- _TASK STATEMENT_
Answer these questions from the text on the 1st Battalion, 68th Armor:
(a) How many tanks were turned over to the Mississippi National Guard when A Company was deactivated on 13 April 2000?
(b) To which Iraqi city was 1–68 sent after 4th Infantry Division redeployed in late 2005?
(c) What nickname does Echo Company go by?

- _SELECTED EXTRACT_
^^^^^^^^

Before the Force XXI Concept, 1st Battalion, 68th Armor had 5 companies (HHC, A, B, C and D). On 13 April 2000, A Company was deactivated, turning all 14 tanks to the Mississippi National Guard. D Company was deactivated on 14 April 2000 and re-flagged as A Company, leaving the battalion with the standard four companies, rather than five.

== Current organization of 1–68 ==
Upon return from deployment to OIF 1, the 4th Infantry Division immediately began reorganization into the "modular brigade" structure of the new U.S. Army. 4th Infantry Division was again deployed to OIF in late 2005, replacing 3rd ID in Baghdad. The 3rd Brigade was attached to the 101st and the 1–68 was sent to Baqubah, Iraq.

After being reorganized under the modular concept, the 1st Battalion, 68th Armor Regiment became known as the 1st Combined Arms Battalion, 68th Armor Regiment. HHC, known as Havoc, with scouts, snipers, mortars, medics and staff positions. Alpha, known as Attack, and Bravo, known as Blackhawk, were designated as infantry companies with M2A3 Bradley fighting vehicles. Charlie company known as Cold Steel, and Delta, known as Destroyer, were set up as tank companies with 14 M1A2 Abrams main battle tanks each. Echo Company, known as Exile company, as an engineering company. Fox company, known as Forerunner, was attached from 64th Brigade Support Battalion to provide mess support, maintenance/recovery, and a supply distribution platoon. The final company is Golf Company, which is the rear-detachment company for the battalion when it is deployed.

^^^^^^^^

Stored records
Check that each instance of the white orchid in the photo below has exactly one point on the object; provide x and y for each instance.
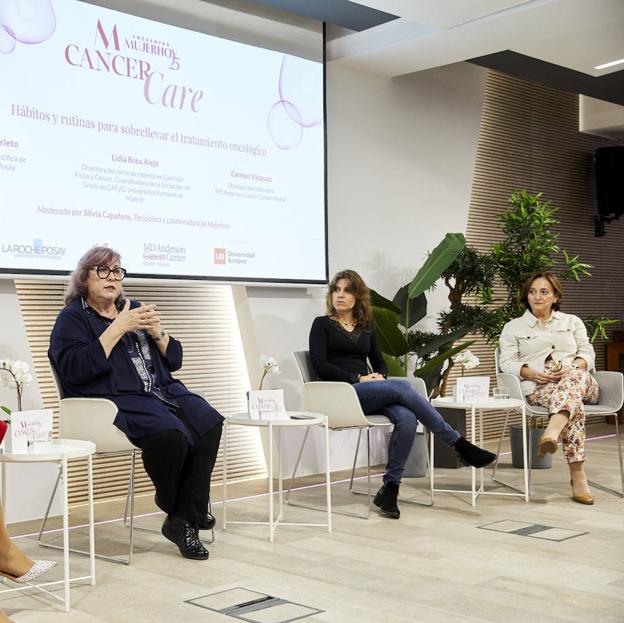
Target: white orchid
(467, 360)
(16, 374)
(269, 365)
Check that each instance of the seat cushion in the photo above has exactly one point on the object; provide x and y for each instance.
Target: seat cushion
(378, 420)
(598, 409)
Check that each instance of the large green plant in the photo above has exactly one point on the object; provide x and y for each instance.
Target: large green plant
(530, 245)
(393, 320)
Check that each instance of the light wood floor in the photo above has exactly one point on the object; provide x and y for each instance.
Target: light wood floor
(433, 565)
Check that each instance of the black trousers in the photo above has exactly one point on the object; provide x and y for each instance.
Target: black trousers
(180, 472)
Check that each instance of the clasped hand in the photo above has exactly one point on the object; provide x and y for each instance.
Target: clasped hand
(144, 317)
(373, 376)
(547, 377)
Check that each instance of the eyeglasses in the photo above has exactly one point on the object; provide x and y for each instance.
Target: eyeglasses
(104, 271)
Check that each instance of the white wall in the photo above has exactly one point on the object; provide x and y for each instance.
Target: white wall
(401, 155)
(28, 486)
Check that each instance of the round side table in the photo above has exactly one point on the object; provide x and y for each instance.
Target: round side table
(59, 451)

^^^^^^^^

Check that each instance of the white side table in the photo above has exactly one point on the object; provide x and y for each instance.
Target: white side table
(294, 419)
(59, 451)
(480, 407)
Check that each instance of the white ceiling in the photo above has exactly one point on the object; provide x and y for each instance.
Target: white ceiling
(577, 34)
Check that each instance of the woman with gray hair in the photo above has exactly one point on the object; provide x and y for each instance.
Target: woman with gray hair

^^^^^^^^

- _RESULT FOR THIS TASK_
(a) 14
(b) Baqubah
(c) Exile